──────── READING PASSAGE

The CLL section of the NCCN Clinical Practice Guidelines in Oncology (NCCN Guidelines) for Non–Hodgkin’s Lymphoma recommends risk-adapted therapy based on cytogenetic abnormalities (available online at NCCN.org).5 Therefore, cytogenetic and fluorescence in situ hybridization analyses must be obtained before initiating therapy. Initial treatment with chemotherapy is recommended for patients with del(17p) or del(11q); p53 mutation is encompassed by del(17p). Patients without these cytogenetic abnormalities are only treated if they have significant disease-related symptoms, potential end-organ dysfunction, or progressive lymphadenopathy, anemia, or thrombocytopenia. Because clonal evolution can occur during treatment, repeat cytogenetic analysis should be performed between changes in therapy or if the disease course suddenly changes so that therapy can be redirected. AlloHCT can potentially cure CLL because of GVL effects. Nonmyeloablative conditioning followed by alloHCT results in a 4- to 5-year progression-free survival rates of 42% to 39%, respectively, and overall survival rates of 65% to 50%, respectively, in patients with high-risk CLL, indicating the long-term efficacy of alloHCT in this disease and supporting the existence of a GVL effect.6,7 AlloHCT should be offered to any eligible patient with del(17p) who is in complete or partial remission, those with del(11q) who experience a partial remission, and those without del(17p) or del(11q) who experience a poor response to second-line therapies. The timing of transplant is crucial, and adequate time should be allowed to identify a suitable donor. Clinicians should be careful not to lose the window of opportunity for transplant afforded by clinically controlled CLL.

────────────────
──────── SUPPLIED MATERIAL

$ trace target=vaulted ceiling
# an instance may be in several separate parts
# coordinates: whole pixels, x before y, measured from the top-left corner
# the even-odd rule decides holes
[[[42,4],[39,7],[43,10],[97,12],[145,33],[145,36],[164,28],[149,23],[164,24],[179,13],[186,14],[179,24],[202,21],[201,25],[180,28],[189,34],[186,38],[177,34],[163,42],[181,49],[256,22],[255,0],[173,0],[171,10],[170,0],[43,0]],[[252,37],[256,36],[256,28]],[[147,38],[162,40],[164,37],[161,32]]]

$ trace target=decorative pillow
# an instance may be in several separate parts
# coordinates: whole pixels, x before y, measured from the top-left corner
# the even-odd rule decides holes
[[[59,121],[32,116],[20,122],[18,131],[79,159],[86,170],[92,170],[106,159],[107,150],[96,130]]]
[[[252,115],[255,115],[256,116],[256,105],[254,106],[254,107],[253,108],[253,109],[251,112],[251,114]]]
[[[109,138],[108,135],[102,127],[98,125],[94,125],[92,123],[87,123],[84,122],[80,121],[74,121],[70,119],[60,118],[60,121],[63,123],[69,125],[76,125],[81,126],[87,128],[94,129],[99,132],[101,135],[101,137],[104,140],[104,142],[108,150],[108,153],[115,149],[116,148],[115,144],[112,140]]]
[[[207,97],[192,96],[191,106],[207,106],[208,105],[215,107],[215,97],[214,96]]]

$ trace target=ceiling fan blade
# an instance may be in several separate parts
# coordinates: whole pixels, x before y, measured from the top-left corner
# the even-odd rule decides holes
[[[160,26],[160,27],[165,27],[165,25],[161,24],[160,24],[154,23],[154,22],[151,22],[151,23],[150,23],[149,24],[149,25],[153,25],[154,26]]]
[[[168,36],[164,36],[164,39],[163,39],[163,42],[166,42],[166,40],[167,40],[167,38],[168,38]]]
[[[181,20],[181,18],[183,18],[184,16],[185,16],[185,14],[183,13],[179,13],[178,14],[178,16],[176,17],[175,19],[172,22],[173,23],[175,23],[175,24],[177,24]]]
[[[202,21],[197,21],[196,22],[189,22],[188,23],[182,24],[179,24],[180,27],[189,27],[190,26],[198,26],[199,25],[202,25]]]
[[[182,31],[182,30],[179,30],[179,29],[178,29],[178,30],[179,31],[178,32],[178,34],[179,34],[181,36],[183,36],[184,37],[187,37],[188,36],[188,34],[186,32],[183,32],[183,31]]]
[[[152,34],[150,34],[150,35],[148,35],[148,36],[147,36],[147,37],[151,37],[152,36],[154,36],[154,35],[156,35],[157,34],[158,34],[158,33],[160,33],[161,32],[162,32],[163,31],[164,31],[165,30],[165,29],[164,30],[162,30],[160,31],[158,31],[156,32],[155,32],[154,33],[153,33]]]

────────────────
──────── SUPPLIED MATERIAL

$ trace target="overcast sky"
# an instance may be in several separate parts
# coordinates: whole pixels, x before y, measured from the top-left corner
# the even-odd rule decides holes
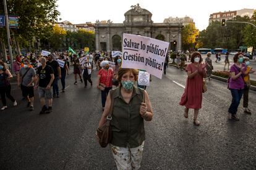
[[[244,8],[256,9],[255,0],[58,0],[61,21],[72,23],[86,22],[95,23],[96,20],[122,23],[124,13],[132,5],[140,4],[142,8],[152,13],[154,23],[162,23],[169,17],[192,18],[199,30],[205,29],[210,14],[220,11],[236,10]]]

────────────────

▶ _WHAT THIS EXERCISE ASKS_
- A) List the patient groups to whom, according to the passage on CLL treatment, alloHCT should be offered.
- B) Decide whether each statement below agrees with the passage on CLL treatment. Answer yes or no for each, and quote the words of the passage that decide it.
(i) Cytogenetic analysis needs to be done only once, before therapy begins.
(ii) p53 mutation is covered by del(17p).
(iii) Initial treatment with chemotherapy is recommended for patients with del(11q).
- C) Pick up the passage on CLL treatment after its last sentence and continue it.

▶ _ANSWERS PER TASK_
- A)
- Eligible patients with del(17p) who are in complete or partial remission
- Patients with del(11q) who experience a partial remission
- Patients without del(17p) or del(11q) who experience a poor response to second-line therapies

- B)
(i) No: "repeat cytogenetic analysis should be performed between changes in therapy or if the disease course suddenly changes so that therapy can be redirected."
(ii) Yes: "p53 mutation is encompassed by del(17p)."
(iii) Yes: "Initial treatment with chemotherapy is recommended for patients with del(17p) or del(11q)."

- C)
After an initial period of observation, the patient was treated with FR, R-CHOP, and finally BR in rapid succession. Despite a 90% overall response and 47% complete response rate for FR, an overall response rate of 71.5% for R-CHOP, and a 45.5% response rate for BR in patients with fludarabine-refractory CLL, this patient continued to have progressive disease.8,9 His clinical course was consistent with his high-risk cytogenetic features, which predicted for resistance to conventional therapy. Alemtuzumab has been shown to be beneficial in therapy-refractory CLL.10–13 However, because this patient had bulky extensive lymphadenopathy, chemotherapy was given because of its potentially greater cytoreductive effects. Altogether, these chemotherapy regimens produced a partial response.
This patient underwent alloHCT but soon experienced relapse. NCCN Guidelines suggest treatment in a clinical trial or with second-line therapy for relapsed or refractory disease after alloHCT.5 DHAC was initially given for cytoreduction.5 Because of reports indicating decreased effects in bulky disease, alemtuzumab was not initially given, although it was started after the poor response to DHAC.11 Surprisingly, a greater-than-expected effect was seen and the patient experienced a complete remission.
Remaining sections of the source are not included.